> Work to complete:
1. Please answer these questions using the text on AI embryo selection:
(a) How many images were used to train the computer in the Cornell study?
(b) What percentage of embryos did Cornell's AI correctly sort into good, moderate and poor quality groups?
(c) At which university was Aengus Tran a medical undergraduate?
2. Carry on the text on AI embryo selection, picking up right after its last sentence.

> Text provided:
Both of the studies being presented at this week’s ASRM conference trained the AI network using time lapse images or videos, showing how an embryo developed over time.
The first, led by Nikita Zaninovic at Cornell University, used 18,000 images to train the computer (‘we call it The Beast,’ Zaninovic told DailyMail.com), then they gave it another 32,000 to make a judgement on.
First, it had to standardize the embryos. Currently, each embryologist has their own way of categorizing embryos, which changes from lab to lab – and can even change from embryologist to embryologist. Cornell’s AI was almost 100 percent successful (97.52 percent) at categorizing the embryos into groups of good, moderate and poor quality.
It then had to select which embryo had the best chance of making it to live birth. Comparing the computer’s decisions to their live birth data from patients, they found the computer accurately selected a viable embryo 85 percent of the time.
The other AI was developed by Aengus Tran, a medical undergraduate at the University of New South Wales, working with his brother, a business undergraduate also at UNSW.

[Stored items from a collection]
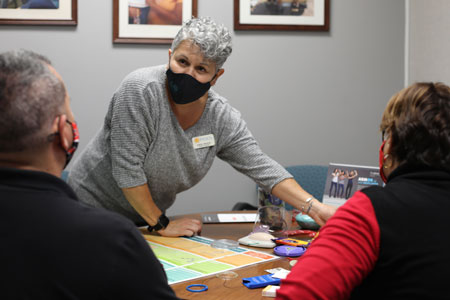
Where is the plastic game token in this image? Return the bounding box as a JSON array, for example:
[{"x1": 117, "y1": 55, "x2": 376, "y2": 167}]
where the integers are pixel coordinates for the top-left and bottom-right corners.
[
  {"x1": 216, "y1": 271, "x2": 237, "y2": 280},
  {"x1": 211, "y1": 239, "x2": 239, "y2": 249},
  {"x1": 186, "y1": 284, "x2": 208, "y2": 293},
  {"x1": 273, "y1": 245, "x2": 306, "y2": 256}
]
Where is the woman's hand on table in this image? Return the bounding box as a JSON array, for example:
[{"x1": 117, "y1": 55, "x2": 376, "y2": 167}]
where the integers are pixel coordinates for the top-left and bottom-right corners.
[{"x1": 158, "y1": 218, "x2": 202, "y2": 236}]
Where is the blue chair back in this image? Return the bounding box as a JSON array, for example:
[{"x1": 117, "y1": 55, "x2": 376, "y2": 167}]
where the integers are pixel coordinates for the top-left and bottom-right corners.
[{"x1": 286, "y1": 165, "x2": 328, "y2": 202}]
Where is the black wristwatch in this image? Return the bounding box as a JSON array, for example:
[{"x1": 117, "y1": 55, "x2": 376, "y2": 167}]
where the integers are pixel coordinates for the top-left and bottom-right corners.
[{"x1": 147, "y1": 214, "x2": 170, "y2": 232}]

> Your written answers:
1.
(a) 18,000 images
(b) 97.52 percent
(c) The University of New South Wales

2.
They developed a system, which they called Ivy, which was trained using time lapse videos then given to eight labs in four different countries.
Those labs used the technique to screen 1,603 patients aged 22 to 50, with the results double-checked by an embryologist.
It worked 93 percent of the time.
These aren’t the first AI algorithms designed to test embryos.
Eeva was approved by the FDA in 2014, which can screen abnormalities, but it is not a dynamic system. It cannot react to new information like these ‘deep-learning’ AIs can.
Beyond that, the internet is littered with online companies claiming to do the same.
Zaninovic calls them ‘cowboys’.
‘I haven’t seen their data. They don’t come to conferences like this [ASRM] to share their data with the rest of the industry, or publish their work.’
What’s more, he says, ‘they make some bombastic claims’.
One company in Australia, Life Whisperer, has made headlines with the claim that they can spot Down syndrome using AI, a genetic disorder affecting chromosome 21.
As far as we know, it’s something that would need to be spotted in genetic screening, rather than on pure aesthetics. But we could be wrong. It could be that genetic abnormalities could be spotted using AI, and we just don’t know it yet.
The problem, Zaninovic warns, is that AI learns using data. It only understands what’s normal and what’s not by first seeing examples of what’s normal and what’s not.
‘For AI to detect Down syndrome you would have to show it lots of examples of Down syndrome embryos. And let me tell you, there aren’t many. That’s why I’m skeptical,’ he says.
WILL THIS PUT EMBRYOLOGISTS OUT OF A JOB?
Zaninovic insists it won’t.
‘People say I’m shooting myself in the foot,’ he said.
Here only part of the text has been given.